_Task description_.
Repeat the whole listing exactly.

+---+

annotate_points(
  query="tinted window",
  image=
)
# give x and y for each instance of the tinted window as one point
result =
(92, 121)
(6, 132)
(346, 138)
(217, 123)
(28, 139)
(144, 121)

+---+

_Answer below_.
annotate_points(
  query="tinted window",
  image=
)
# give x and y for each instance of the tinted window as one point
result =
(92, 121)
(6, 132)
(346, 138)
(217, 123)
(28, 139)
(144, 121)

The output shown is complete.